─── Data supplied ───

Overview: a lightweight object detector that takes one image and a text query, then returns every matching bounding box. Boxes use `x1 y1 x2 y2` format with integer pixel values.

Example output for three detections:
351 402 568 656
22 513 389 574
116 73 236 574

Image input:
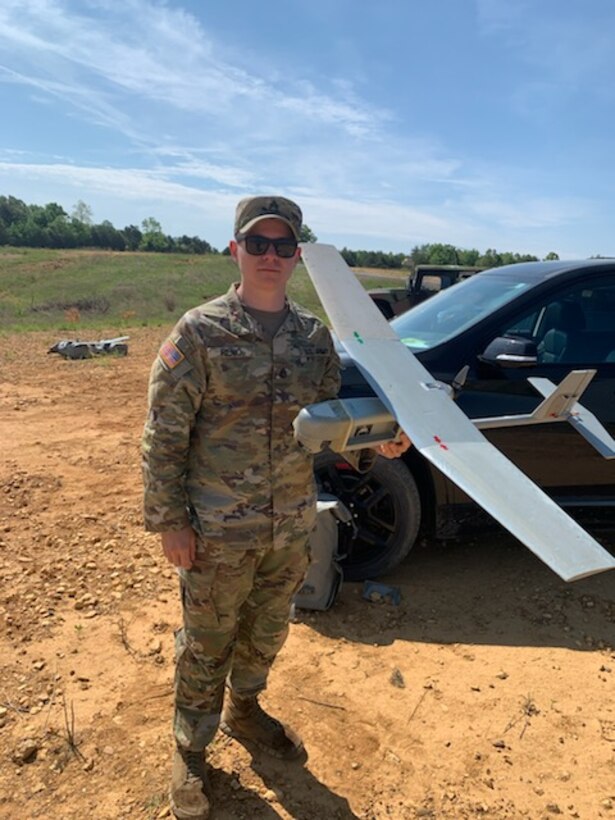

───

Short task.
How many lines of the entries contain the string "then"? Case matters; reply with the number alone.

Solution to the problem.
1